Written task =
Every record must be repeated exactly; omit any pictures they contain.

Data section =

# # # #

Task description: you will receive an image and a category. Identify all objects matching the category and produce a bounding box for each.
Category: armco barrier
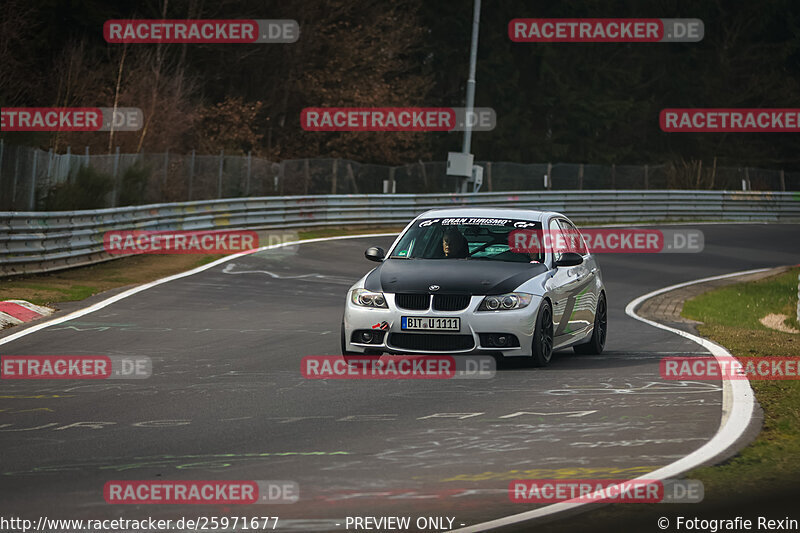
[0,191,800,276]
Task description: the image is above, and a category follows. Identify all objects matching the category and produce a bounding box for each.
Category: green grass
[532,269,800,533]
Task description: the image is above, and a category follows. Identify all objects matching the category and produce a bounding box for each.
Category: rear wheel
[531,300,553,367]
[572,292,608,355]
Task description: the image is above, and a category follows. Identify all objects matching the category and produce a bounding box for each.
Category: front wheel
[531,300,553,367]
[572,292,608,355]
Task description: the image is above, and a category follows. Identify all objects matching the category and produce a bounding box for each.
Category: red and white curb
[0,300,53,329]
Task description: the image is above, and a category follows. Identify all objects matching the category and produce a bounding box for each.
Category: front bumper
[343,293,541,357]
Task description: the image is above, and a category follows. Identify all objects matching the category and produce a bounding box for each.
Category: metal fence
[0,191,800,276]
[0,140,800,211]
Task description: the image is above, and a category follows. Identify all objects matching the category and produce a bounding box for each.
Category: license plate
[400,316,461,331]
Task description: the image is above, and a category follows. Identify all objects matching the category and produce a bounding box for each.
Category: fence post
[66,145,72,183]
[244,150,253,196]
[389,167,397,194]
[47,148,54,183]
[189,150,194,202]
[347,163,358,194]
[111,146,122,207]
[303,158,311,195]
[611,163,617,190]
[114,146,119,181]
[28,148,39,211]
[161,148,169,188]
[544,163,553,191]
[217,148,225,198]
[11,145,21,211]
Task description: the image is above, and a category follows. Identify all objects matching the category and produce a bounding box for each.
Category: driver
[442,227,469,259]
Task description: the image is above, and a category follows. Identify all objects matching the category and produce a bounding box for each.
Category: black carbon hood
[364,259,547,294]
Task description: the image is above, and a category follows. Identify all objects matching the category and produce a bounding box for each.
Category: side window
[545,218,564,263]
[558,218,589,255]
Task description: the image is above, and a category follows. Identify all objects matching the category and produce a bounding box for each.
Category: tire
[530,300,553,367]
[572,292,608,355]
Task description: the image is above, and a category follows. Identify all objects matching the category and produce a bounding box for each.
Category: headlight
[350,289,389,309]
[478,292,533,311]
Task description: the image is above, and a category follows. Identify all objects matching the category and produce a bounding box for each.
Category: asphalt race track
[0,225,800,531]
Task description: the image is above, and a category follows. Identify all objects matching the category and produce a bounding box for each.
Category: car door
[558,218,597,338]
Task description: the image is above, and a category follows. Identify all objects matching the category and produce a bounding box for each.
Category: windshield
[390,218,544,263]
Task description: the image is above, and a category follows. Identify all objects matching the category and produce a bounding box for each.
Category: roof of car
[419,207,564,221]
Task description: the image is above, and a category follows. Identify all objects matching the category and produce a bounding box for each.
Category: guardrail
[0,191,800,276]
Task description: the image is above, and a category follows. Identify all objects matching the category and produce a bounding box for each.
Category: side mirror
[553,252,583,268]
[364,246,386,263]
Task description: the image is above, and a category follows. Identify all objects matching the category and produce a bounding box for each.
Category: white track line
[453,268,770,533]
[0,233,397,345]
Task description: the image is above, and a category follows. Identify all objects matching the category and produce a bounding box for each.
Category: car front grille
[389,333,475,352]
[394,294,431,311]
[433,294,470,311]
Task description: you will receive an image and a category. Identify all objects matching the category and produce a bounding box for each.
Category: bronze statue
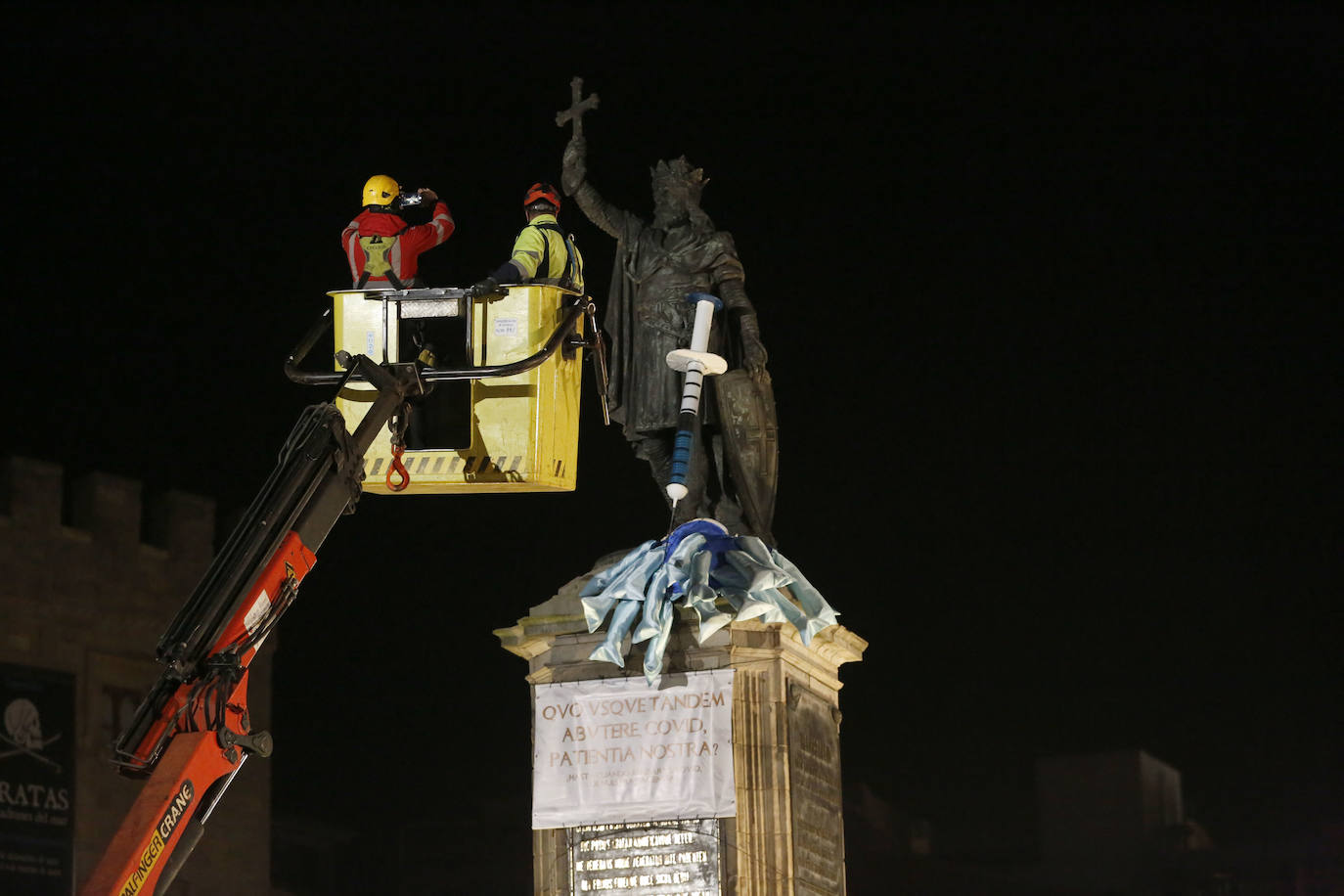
[557,78,779,544]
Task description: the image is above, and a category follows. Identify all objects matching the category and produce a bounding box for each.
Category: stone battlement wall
[0,457,215,562]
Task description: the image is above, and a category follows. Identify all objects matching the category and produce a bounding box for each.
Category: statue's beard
[653,205,691,227]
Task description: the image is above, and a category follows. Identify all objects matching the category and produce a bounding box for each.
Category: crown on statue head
[650,156,709,198]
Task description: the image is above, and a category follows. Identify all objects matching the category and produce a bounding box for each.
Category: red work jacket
[340,201,453,289]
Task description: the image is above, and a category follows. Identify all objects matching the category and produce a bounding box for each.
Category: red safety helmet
[513,181,560,211]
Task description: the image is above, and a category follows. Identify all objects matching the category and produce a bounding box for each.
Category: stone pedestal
[495,573,869,896]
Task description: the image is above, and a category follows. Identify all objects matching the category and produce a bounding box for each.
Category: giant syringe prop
[667,292,729,518]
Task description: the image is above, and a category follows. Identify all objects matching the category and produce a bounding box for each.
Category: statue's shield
[714,370,780,543]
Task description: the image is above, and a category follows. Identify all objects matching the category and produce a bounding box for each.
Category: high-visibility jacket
[492,215,583,292]
[340,201,454,289]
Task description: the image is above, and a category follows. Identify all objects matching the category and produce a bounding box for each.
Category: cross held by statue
[555,76,597,137]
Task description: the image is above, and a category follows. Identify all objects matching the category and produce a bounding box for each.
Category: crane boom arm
[80,356,420,896]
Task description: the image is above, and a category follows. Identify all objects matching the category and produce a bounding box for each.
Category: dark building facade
[0,458,274,896]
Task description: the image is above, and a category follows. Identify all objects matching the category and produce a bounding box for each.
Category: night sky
[0,4,1344,892]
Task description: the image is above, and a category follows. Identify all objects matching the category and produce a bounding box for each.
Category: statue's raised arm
[555,76,643,241]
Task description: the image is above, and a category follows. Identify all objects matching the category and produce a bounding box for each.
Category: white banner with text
[532,669,737,829]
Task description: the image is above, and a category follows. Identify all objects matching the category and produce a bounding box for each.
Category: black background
[3,4,1344,892]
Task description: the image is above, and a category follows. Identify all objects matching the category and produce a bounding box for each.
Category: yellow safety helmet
[360,175,402,205]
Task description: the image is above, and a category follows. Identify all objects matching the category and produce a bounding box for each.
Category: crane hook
[384,404,411,492]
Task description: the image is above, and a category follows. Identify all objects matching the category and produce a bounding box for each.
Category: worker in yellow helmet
[471,183,583,295]
[340,175,454,289]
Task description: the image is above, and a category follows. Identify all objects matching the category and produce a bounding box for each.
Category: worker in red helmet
[340,175,454,289]
[471,183,583,295]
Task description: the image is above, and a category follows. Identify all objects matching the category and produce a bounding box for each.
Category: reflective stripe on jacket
[340,201,454,289]
[500,215,583,292]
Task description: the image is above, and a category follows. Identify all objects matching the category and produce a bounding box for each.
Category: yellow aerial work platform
[291,285,605,494]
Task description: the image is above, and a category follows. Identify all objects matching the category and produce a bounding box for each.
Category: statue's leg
[704,428,750,535]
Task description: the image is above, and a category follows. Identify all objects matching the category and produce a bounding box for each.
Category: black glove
[470,277,504,298]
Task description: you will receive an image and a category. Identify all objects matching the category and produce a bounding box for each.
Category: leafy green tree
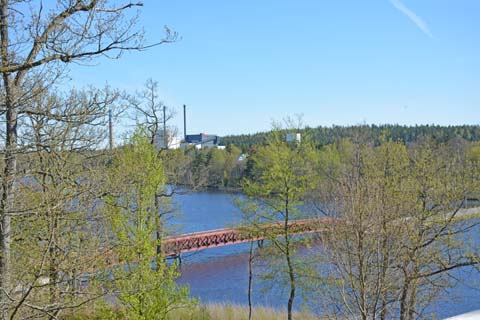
[318,141,480,320]
[243,130,317,320]
[107,131,192,320]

# # # #

Answer in full =
Task description: you will receive an image and a category. Identify all objects matching the category and produce a bounding box for each.
Category: armco barrier
[0,191,800,276]
Task description: the image is above, and a category follows. Identify all objects matching the category and produce a bounding box for each.
Category: green grass
[532,269,800,533]
Task description: the image is above, and a category follows. Identify all objects matching the category and produce a bounding box for each.
Category: rear wheel
[531,300,553,367]
[572,292,608,355]
Task description: the image is above, and a category follows. Identify all objects matching the category and produce a bounding box for each.
Category: front wheel
[531,300,553,367]
[572,292,608,355]
Task description: the image is above, and a category follows. Identify all objects matching the category and produce a bounding box for each.
Category: red and white curb
[0,300,53,329]
Task description: the image is above, and a category follows. Identify all objects matching the category and produce a bounding box for each.
Category: front bumper
[343,293,541,357]
Task description: the image is above, and a category follows. Identify all objects matching the category and produce a bounding box for each.
Category: metal fence
[0,191,800,276]
[0,140,800,211]
Task description: the image is above, and a category follows. Identify all objects matching the category and produce a bounding box for each.
Category: license plate
[400,316,461,331]
Task description: the image is above, and a category follows. Identify all objects matching the category and produce a bounding box for each.
Category: fence post
[66,145,72,183]
[244,150,253,196]
[389,167,397,194]
[47,148,54,183]
[189,150,194,202]
[347,163,358,194]
[111,146,122,207]
[303,158,311,195]
[611,163,617,190]
[114,146,119,181]
[28,148,39,211]
[161,148,169,188]
[544,163,553,191]
[217,148,225,198]
[11,145,21,211]
Task description: the image is above, and a category follows. Identify all objects matching the category and produce a bounding box for each.
Category: driver
[442,227,469,259]
Task description: the image is above, and a category follows. Identify all objects matching the category and produce a bounding box for each.
Category: black carbon hood
[364,259,547,294]
Task description: the image is above, and a category follows. Identify all objects matching the category and produce a bounding box for each.
Category: side window
[545,218,564,263]
[558,218,589,255]
Task description: the image is above, and a category follows. Identify all objects matching the category and produce a bounding box for each.
Category: tire
[530,300,553,367]
[572,292,608,355]
Task description: the image is above, and a category follows. Identify all objects matching the category and produce a bounding box for each.
Category: headlight
[350,289,389,309]
[478,292,533,311]
Task description: the image is above, and a category follows. Identify all objects matching the category and produce a bounding box for each.
Category: asphalt race track
[0,225,800,531]
Task description: the image is above, and a category follows. Identify all objects matching the category and produce a bounding box for each.
Category: car door
[558,218,597,338]
Task description: the image is above, and a category follows. Identify all objects matching the category and produce a bounding box for each.
Category: windshield
[390,218,544,263]
Task description: the image is above, and a category follows. Identify all objects matching the category and produce a bounding box for each.
Category: roof of car
[419,207,564,221]
Task description: the image is above, and a category follows. Identify all objects matching the category and produce a bounding box for each.
Category: guardrail
[0,191,800,276]
Task description: the image is above, and a category follows. Identify all objects matching the category and produce a bounding box for each.
Category: side mirror
[553,252,583,268]
[364,246,386,263]
Task description: the image is above, and a category follows. Identify all objects matching the category and produce a bounding box for each.
Category: white track line
[453,268,770,533]
[0,233,397,345]
Task description: the image is above, and a category follows. Identify all objects matching the category and produce a bounding box for each.
Category: car front grille
[389,333,475,352]
[394,294,431,311]
[433,294,470,311]
Task description: you will receive an image and a category. Identify all objects matching the category and produce a bounding box for each.
Category: bronze statue
[557,78,779,544]
Task description: the image is above, and a category follows. Identify all objects matching the category and produce a bounding box for each.
Category: stone battlement wall
[0,457,215,562]
Task description: the image is above, and a category follows. Identify all objects matching the category and produce a bounding box for each.
Category: statue's beard
[653,205,691,227]
Task description: the image is above, and a category follows. Identify all objects matching the category and produce a bounding box for each.
Category: crown on statue head
[650,156,709,198]
Task description: the image is above, and a category follows. Identify all objects matching the category and produce a bounding box for each.
Category: red work jacket
[340,201,453,289]
Task description: the image is above, and a category follows. Identify all objects matching the category and produce a bounding box for each.
Category: red safety helmet
[513,181,560,211]
Task description: the image is above, and a category follows. Identify all objects matching the category and produce a bounding box for each.
Category: stone pedestal
[495,573,869,896]
Task description: the image is above, and a category follows. Identify all objects matching the category and produce a bounding box for each.
Category: giant syringe prop
[667,292,729,518]
Task description: the image is above, and a category follows. Identify all objects matching the category and produce a bounding box for each.
Category: statue's shield
[714,370,780,543]
Task description: the image is above, and a category follows. Identify all objects matching the category and produce a bounding box for each.
Category: high-visibility jacket
[492,215,583,292]
[340,201,454,289]
Task description: the image is above, and a category follows. Identify all objects matching the category and produce a bounding box for each.
Category: cross held by statue
[555,76,597,137]
Task description: the image is above, and a category follows. Identify all objects matching the category and produce a bounding box for each.
Category: crane boom arm
[80,356,420,896]
Task description: the image is above, and a category follows. Identify all objects matching the category and produce a bounding box for each.
Category: dark building facade
[0,458,274,896]
Task description: the image is above, and a category follows. Identify all objects matching the category and produce a bounding box for each.
Category: night sky
[0,4,1344,892]
Task description: the image is above, and a category follows. Identify all objects matching the category and produce a bounding box for each.
Category: statue's raised arm
[555,76,643,241]
Task description: the image is above, and a category follows. Identify all objects matching the category and produce a bounding box for each.
Category: white banner with text
[532,669,737,829]
Task description: the image is above, and a category follows. Identify all objects matching the category and produce a bounding box for each.
Category: black background
[3,4,1344,892]
Task description: the image is above, and a category follows. Identify all objects matching the category and produce a bounding box for each.
Category: yellow safety helmet
[360,175,402,205]
Task description: the image is above, and a category follows. Identify all objects matching the category and produce a bounding box for each.
Category: crane hook
[384,404,411,492]
Task description: the image is above, and a category follows. Identify all objects matching the category and produce a bounding box for each.
Category: worker in yellow helmet
[471,183,583,295]
[340,175,454,289]
Task description: the image is above, and a category follows. Identify all objects matching the category and produce a bounding box for each.
Category: worker in red helmet
[340,175,454,289]
[471,183,583,295]
Task description: the image is above, and a category follows. Identify all objects matching the category and produce a bounding box for each.
Category: reflective stripe on jacket
[340,201,454,289]
[500,215,583,292]
Task description: the image is above, and a category follows. Identify all objects matching the category and produce a bounding box for each.
Category: yellow aerial work platform
[291,285,605,494]
Task description: the image is above, and a category follows. Identify all objects matching the category and produce a bounding box for each.
Category: statue's leg
[704,428,750,535]
Task description: the image is above, and a category follows. Identify all objects matching the category and produce a bounding box for each.
Category: black glove
[470,277,504,298]
Task description: you will receive an image and a category. Identify all objects matching the category and produce a bounding box for each.
Category: leafy green tree
[318,141,480,320]
[243,130,317,320]
[107,131,192,320]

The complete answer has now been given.